Reproduce the material below word for word, from its first line down to and including the line that contains "pixel 231 237".
** BEGIN **
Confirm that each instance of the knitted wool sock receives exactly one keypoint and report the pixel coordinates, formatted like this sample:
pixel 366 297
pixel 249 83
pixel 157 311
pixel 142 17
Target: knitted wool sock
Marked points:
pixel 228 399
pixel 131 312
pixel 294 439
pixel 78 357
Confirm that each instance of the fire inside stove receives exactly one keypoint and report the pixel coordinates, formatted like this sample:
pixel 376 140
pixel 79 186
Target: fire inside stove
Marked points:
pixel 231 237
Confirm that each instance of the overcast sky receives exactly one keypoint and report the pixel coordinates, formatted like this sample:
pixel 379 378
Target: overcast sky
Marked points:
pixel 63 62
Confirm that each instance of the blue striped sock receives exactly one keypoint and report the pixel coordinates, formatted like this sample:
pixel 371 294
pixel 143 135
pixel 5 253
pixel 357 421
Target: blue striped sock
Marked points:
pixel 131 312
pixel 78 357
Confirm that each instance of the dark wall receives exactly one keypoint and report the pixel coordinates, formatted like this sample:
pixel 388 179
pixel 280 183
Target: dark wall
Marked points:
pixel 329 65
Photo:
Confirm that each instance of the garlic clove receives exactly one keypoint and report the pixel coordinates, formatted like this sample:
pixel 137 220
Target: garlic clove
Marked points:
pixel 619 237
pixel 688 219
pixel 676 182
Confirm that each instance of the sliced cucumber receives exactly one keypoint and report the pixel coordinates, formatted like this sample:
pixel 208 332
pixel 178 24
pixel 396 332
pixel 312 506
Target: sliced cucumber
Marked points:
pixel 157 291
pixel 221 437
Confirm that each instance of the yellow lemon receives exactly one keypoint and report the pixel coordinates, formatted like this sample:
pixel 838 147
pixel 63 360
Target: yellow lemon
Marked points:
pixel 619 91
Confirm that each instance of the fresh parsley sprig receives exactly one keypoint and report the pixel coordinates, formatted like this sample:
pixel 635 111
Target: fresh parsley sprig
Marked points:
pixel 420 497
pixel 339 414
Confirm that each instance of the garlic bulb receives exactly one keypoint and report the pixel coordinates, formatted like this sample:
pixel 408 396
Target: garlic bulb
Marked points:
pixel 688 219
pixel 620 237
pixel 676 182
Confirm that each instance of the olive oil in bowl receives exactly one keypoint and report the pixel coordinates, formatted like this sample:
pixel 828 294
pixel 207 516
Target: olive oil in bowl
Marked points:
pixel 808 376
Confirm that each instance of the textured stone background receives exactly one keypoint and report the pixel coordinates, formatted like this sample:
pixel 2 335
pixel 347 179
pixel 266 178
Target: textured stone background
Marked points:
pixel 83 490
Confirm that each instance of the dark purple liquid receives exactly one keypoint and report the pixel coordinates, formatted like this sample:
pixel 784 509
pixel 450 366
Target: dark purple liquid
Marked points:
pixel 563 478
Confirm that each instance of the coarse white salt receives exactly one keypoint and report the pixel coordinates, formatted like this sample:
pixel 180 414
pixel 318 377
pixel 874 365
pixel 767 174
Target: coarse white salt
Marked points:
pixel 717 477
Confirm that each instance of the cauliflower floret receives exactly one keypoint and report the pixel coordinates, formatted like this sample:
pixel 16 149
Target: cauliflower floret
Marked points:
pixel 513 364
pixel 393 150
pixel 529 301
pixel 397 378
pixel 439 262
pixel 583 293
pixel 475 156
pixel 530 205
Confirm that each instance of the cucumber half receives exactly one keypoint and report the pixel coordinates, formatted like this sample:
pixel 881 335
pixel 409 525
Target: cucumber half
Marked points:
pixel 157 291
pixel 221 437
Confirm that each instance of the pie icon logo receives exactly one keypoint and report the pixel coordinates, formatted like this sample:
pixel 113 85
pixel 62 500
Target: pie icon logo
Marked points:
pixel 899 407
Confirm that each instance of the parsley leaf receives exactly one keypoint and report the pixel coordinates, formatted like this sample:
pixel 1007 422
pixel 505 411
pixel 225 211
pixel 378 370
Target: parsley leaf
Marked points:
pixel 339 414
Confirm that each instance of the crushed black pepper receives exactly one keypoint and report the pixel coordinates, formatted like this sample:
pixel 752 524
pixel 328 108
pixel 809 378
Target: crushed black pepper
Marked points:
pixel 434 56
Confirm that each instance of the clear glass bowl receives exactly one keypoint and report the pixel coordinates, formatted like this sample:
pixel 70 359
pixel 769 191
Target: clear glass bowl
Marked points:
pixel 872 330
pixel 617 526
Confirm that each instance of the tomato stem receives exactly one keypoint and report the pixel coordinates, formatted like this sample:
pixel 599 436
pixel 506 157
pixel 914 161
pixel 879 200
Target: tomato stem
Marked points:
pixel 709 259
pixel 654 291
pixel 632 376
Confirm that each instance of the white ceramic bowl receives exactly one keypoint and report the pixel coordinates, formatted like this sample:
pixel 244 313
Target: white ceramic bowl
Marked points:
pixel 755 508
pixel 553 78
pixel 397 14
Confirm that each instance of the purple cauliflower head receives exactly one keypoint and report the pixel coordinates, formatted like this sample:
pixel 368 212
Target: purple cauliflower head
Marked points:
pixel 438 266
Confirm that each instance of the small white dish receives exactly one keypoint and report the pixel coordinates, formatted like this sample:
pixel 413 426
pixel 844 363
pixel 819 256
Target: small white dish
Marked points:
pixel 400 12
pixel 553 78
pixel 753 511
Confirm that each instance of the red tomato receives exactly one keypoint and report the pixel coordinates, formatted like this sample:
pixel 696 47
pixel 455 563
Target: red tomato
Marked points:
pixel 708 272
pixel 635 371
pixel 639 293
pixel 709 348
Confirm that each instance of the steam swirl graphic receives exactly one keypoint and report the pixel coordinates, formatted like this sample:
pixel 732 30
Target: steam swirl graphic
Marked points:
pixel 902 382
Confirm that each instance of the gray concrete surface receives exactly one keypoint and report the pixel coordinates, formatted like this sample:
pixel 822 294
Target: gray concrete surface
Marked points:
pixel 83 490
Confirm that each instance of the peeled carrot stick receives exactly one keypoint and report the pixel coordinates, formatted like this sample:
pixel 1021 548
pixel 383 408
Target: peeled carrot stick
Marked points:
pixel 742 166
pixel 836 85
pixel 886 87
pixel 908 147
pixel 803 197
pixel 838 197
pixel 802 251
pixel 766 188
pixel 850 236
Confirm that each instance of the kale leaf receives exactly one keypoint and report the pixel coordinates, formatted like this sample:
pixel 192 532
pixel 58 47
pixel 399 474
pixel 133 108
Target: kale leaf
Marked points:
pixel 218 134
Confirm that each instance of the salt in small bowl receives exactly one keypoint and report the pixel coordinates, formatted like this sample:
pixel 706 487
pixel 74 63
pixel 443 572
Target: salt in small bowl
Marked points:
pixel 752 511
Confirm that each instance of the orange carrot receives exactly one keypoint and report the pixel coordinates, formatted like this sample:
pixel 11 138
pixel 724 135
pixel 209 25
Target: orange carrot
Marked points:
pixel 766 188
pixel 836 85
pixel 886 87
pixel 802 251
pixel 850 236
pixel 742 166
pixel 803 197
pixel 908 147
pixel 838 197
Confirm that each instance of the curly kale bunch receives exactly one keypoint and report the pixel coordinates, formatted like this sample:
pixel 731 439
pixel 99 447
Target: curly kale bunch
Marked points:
** END **
Solved problem:
Confirm that each instance of the knitted wool sock receives exactly one keypoint and report the pixel coordinates, formatted like this sample:
pixel 366 297
pixel 249 83
pixel 157 311
pixel 142 17
Target: knitted wool sock
Marked points:
pixel 228 399
pixel 131 312
pixel 294 439
pixel 78 357
Confirm that each instance of the fire inside stove receives exactly one keypoint and report the pixel coordinates, formatted like this sample:
pixel 376 140
pixel 79 186
Target: fire inside stove
Marked points:
pixel 231 237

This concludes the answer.